------ RECORDED DATA ------

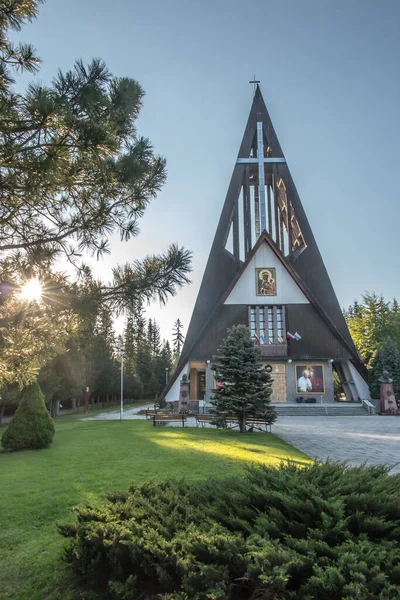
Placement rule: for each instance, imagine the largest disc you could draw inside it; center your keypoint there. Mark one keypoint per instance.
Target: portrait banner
(266, 282)
(310, 379)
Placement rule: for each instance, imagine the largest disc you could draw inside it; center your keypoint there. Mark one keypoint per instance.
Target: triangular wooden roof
(223, 268)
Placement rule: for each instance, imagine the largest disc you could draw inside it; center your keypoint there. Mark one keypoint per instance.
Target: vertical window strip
(268, 324)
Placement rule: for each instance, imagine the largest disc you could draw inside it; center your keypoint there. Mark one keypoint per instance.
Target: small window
(267, 324)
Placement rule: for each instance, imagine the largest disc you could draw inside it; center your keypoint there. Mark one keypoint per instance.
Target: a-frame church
(265, 271)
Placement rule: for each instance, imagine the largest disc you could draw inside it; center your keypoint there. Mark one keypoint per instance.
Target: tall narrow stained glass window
(267, 324)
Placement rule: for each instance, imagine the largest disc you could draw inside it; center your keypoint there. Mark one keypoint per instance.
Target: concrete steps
(320, 410)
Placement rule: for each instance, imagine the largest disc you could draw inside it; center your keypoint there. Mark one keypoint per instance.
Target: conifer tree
(155, 339)
(244, 385)
(387, 358)
(31, 426)
(73, 171)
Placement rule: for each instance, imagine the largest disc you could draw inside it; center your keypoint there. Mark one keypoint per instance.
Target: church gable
(266, 280)
(264, 267)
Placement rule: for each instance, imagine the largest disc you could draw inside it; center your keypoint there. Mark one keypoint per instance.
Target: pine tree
(177, 337)
(387, 358)
(31, 426)
(155, 340)
(129, 338)
(370, 323)
(245, 387)
(73, 171)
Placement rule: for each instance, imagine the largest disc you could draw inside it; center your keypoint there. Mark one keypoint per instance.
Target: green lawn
(39, 488)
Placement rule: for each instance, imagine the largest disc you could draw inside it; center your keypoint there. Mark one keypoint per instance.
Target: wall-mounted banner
(266, 282)
(310, 379)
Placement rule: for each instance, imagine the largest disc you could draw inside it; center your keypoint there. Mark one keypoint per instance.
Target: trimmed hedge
(31, 427)
(325, 532)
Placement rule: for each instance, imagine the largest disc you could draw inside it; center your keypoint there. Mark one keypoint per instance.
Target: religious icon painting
(310, 379)
(266, 282)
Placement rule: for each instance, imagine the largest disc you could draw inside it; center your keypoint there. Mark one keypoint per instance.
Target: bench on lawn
(258, 424)
(169, 418)
(150, 412)
(206, 418)
(254, 423)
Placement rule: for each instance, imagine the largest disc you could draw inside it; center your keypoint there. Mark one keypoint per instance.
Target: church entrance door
(278, 374)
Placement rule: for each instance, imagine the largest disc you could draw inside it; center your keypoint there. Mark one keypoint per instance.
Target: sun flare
(32, 290)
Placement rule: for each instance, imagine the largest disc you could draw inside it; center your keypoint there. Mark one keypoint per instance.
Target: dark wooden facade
(287, 232)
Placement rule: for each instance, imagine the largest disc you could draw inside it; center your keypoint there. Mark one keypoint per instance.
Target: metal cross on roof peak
(256, 82)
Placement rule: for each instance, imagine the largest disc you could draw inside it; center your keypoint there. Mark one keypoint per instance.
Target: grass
(39, 488)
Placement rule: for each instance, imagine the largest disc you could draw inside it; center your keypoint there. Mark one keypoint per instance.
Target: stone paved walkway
(374, 440)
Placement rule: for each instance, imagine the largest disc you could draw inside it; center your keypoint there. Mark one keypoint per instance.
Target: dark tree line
(374, 325)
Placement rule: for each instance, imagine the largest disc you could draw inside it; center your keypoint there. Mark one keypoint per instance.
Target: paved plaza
(374, 440)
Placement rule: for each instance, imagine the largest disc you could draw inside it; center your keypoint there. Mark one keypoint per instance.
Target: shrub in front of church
(325, 531)
(244, 389)
(31, 427)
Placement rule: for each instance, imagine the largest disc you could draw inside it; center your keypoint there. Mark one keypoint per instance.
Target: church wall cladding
(217, 278)
(282, 268)
(216, 333)
(317, 340)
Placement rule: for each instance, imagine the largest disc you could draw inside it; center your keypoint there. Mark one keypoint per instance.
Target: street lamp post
(121, 414)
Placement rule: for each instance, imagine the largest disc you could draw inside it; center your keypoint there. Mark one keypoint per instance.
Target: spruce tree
(245, 386)
(31, 427)
(387, 358)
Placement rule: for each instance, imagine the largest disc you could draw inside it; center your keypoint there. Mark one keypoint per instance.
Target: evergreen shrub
(326, 531)
(31, 427)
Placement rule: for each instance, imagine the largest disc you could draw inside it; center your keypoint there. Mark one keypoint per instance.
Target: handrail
(368, 406)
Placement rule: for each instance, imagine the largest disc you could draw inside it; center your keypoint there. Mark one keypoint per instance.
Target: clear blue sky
(329, 72)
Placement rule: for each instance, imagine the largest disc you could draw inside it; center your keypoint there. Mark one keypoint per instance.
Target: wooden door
(279, 383)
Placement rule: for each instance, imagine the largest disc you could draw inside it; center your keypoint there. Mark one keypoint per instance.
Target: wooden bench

------

TASK TO COMPLETE: The records above are to be reproduced exactly; the pictures are to be left out.

CORRECT RESPONSE:
Placement rule: for each instance, imagine the largest disc you could draw inside it; center your keypoint there. Mark one keypoint per instance.
Target: portrait banner
(266, 282)
(310, 379)
Placement rule: for each instance, imagine the largest disc you could draw inside it; center your keypoint there. Mark one keypoint per instance.
Target: triangular wooden roof
(223, 268)
Placement rule: for each instance, imagine the largest disc you could draw inside it; center your keypoint there. Mark one keypoint per instance.
Target: vertical window strip
(268, 324)
Placement rule: for each instance, imagine the largest disc you could draw inside it; center your keypoint there. Mark one keypoint per instance.
Target: small window
(267, 324)
Placement rule: for each instance, imagine the largest disc you could draw inside it; center your keypoint there. Mark one keypoint per instance.
Target: a-frame church
(265, 271)
Placement rule: for each instance, imagine the largest disc you could draw inside it; center your keypoint there. Mark one keypoint per instance.
Target: tall narrow stained glass window
(267, 324)
Placement rule: for each instance, imagine the largest disc you could draw inside it; center your keypoint there. Mark one keypoint per instance.
Target: concrete steps
(320, 410)
Placement rule: for each instance, imagine the largest disc you could draw inside it; center your keypoint there. Mark one keypoint per instance.
Target: conifer tree
(155, 339)
(244, 385)
(387, 358)
(31, 426)
(73, 171)
Placement rule: for each instance, imagine the largest disc you could draw inside it; center your keypoint there. Mark one keypoint per instance.
Target: church gable
(266, 280)
(264, 267)
Placement rule: for each instance, imagine the largest disc you could draw inside it; center your keypoint there. Mark one keypoint per instance.
Target: pine tree
(177, 337)
(387, 358)
(31, 426)
(155, 340)
(129, 338)
(370, 323)
(245, 387)
(73, 171)
Placement rule: for each instance, imagine the largest disc you could draw inside it; center your keypoint there. Mark one keypoint per instance.
Target: green lawn
(39, 488)
Placement rule: for each instance, imagine the largest disc you could draw inside it; center your keypoint there. Mark one keypoint per instance.
Target: wall-mounted banner
(266, 282)
(310, 379)
Placement rule: for each instance, imagine the largest disc you could draw inside it; center your keypoint there. Mark one keypoint per instance.
Target: trimmed hedge
(31, 427)
(325, 532)
Placement rule: for each instance, imagine the largest disc you could draw inside it; center your keypoint there. Mark one keypoint per instance.
Target: religious icon painting
(310, 379)
(266, 282)
Placement rule: for each instance, imagine the largest disc you could draw inside it; center your keypoint there. Mark one keypoint per instance.
Target: bench on lawn
(258, 424)
(169, 418)
(150, 412)
(206, 418)
(254, 423)
Placement rule: for each instance, imagine the largest disc you could draw inside it; center your keypoint there. Mark one keypoint per instance.
Target: church entrance door
(278, 374)
Placement rule: for each instance, imagine the largest disc you could draw inside it; center your keypoint there. Mark one keypoint per instance.
Target: sun flare
(32, 290)
Placement rule: for each instance, imagine the largest disc you could draw inside it; center your keypoint there. Mark one keypoint per instance.
Target: dark wooden facade
(287, 232)
Placement rule: for each instance, imagine the largest disc you could draw inside it; center your keypoint there. Mark one keypoint per instance.
Target: metal cross on roof peak
(256, 82)
Placement rule: for each instance, imagine the largest disc you could draw inside it; center your keypoint there. Mark one keypoint per instance.
Target: grass
(39, 488)
Placement rule: for each instance, imagine the largest disc you could draw inside it; center your keypoint there. Mark one keypoint per instance.
Target: stone paved walkway
(374, 440)
Placement rule: for each instance, imagine the largest disc you could draw inside it; center your keypoint there. Mark one keypoint per instance.
Target: dark tree line
(374, 325)
Placement rule: for each instance, imagine the largest disc you could draw inside it; center your keypoint there. Mark one keypoint per instance.
Target: paved plaza
(374, 440)
Placement rule: for each instance, imagine the largest disc you could draw inside it; center your keypoint there. Mark one keypoint per instance.
Target: shrub in front of church
(325, 531)
(244, 389)
(31, 427)
Placement rule: for each instance, imagine the largest disc you could draw inside it; center your keypoint there. Mark one keypoint per instance.
Target: church wall cladding
(217, 278)
(282, 268)
(216, 333)
(317, 340)
Placement rule: for each instance, imagine the largest disc you could draw inside it; center your keypoint there. Mark one keypoint per instance.
Target: street lamp post
(121, 414)
Placement rule: for each instance, imagine the largest disc you could draw inside it; center your keypoint there. Mark one keypoint per instance.
Target: spruce tree
(245, 386)
(31, 427)
(387, 358)
Placement rule: for each instance, imagine the largest disc you could draw inside it; center your keypoint there. Mark one keypoint per instance.
Target: evergreen shrub
(326, 531)
(31, 427)
Placement rule: for each instance, imagine the largest disc you could draw inside it; center your keypoint there. Mark one keypoint per instance.
Target: handrail
(368, 406)
Placement rule: for each instance, imagine the largest disc you could draw inside it; center your keypoint there. Mark one keypoint per instance.
Target: clear blue sky
(329, 72)
Placement rule: for each instance, imagine the largest disc you could draw inside it; center your keypoint there. Mark one keypoint per instance.
Target: wooden door
(279, 383)
Placement rule: for each instance, imagine the largest disc you could draw inside it; center your keypoint there. Mark one keypoint per instance.
Target: wooden bench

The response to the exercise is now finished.